## Problem
Output the full listing below exactly as it reads, and skip anything that is a picture.
—————
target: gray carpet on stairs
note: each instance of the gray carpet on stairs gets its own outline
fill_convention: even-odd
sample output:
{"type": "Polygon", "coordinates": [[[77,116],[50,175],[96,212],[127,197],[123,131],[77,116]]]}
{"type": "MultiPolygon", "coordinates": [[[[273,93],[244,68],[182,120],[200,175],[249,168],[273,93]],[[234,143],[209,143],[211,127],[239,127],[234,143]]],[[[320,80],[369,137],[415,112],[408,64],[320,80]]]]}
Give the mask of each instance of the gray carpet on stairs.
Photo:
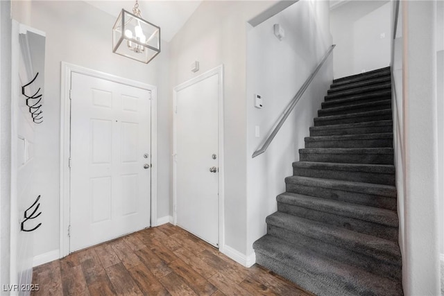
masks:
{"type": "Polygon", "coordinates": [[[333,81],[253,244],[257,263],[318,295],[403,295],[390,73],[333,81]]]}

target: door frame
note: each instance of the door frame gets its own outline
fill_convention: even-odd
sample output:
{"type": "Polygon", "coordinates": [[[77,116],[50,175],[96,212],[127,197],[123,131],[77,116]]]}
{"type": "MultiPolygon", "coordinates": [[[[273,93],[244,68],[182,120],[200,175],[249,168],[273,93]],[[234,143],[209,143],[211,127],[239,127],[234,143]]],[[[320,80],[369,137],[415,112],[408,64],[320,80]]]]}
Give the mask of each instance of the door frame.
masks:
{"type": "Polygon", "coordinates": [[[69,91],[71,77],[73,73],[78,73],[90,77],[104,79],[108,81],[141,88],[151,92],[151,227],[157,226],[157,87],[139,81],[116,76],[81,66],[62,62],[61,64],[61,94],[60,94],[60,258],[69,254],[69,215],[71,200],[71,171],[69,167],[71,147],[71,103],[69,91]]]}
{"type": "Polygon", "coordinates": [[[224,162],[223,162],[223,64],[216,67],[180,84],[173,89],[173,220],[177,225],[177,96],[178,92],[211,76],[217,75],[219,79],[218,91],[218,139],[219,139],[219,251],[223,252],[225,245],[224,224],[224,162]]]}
—————
## Exercise solution
target: gray carpet on stairs
note: each instance of the gray carpet on stairs gets its own outline
fill_convention: even-odd
sample output:
{"type": "Polygon", "coordinates": [[[77,116],[50,175],[96,212],[127,197],[123,131],[77,116]]]}
{"type": "MultiPolygon", "coordinates": [[[[273,93],[244,68],[182,120],[200,175],[249,168],[273,93]],[[234,143],[209,143],[211,127],[239,127],[234,143]]],[[[320,80],[369,137],[415,112],[408,64],[320,80]]]]}
Give the mask of each instance of the gray carpet on stairs.
Photo:
masks:
{"type": "Polygon", "coordinates": [[[333,81],[253,244],[257,263],[318,295],[403,295],[390,73],[333,81]]]}

target: door frame
note: each instance of the door frame gets its own outline
fill_convention: even-odd
sample output:
{"type": "Polygon", "coordinates": [[[77,116],[50,175],[96,212],[127,197],[123,131],[77,116]]]}
{"type": "MultiPolygon", "coordinates": [[[[273,93],[244,68],[182,120],[200,175],[249,168],[273,93]],[[234,143],[209,143],[211,127],[239,127],[234,143]]],[[[320,80],[369,137],[415,112],[408,64],[320,80]]]]}
Give the mask of each instance of the door frame.
masks:
{"type": "Polygon", "coordinates": [[[69,91],[71,77],[73,73],[78,73],[90,77],[104,79],[108,81],[141,88],[151,92],[151,227],[157,226],[157,87],[139,81],[116,76],[81,66],[62,62],[61,64],[61,94],[60,94],[60,258],[69,254],[69,215],[71,200],[71,171],[69,167],[71,147],[71,103],[69,91]]]}
{"type": "Polygon", "coordinates": [[[224,162],[223,162],[223,64],[216,67],[180,84],[173,89],[173,220],[177,225],[177,96],[178,92],[211,76],[217,75],[219,79],[218,91],[218,139],[219,139],[219,251],[223,252],[225,245],[224,224],[224,162]]]}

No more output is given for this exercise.